Give the entries again, exactly as written.

Records from a data collection
· · · · ·

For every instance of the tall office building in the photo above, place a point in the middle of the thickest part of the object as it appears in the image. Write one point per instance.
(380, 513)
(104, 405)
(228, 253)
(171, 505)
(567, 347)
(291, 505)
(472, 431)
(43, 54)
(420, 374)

· · · · ·

[ANSWER BELOW]
For every instance of the tall office building in the photo above, place a point in the middle of the thickest part of the object as it appears in the image. Write one point per instance.
(380, 513)
(104, 405)
(228, 253)
(171, 505)
(567, 347)
(291, 505)
(472, 431)
(43, 54)
(420, 374)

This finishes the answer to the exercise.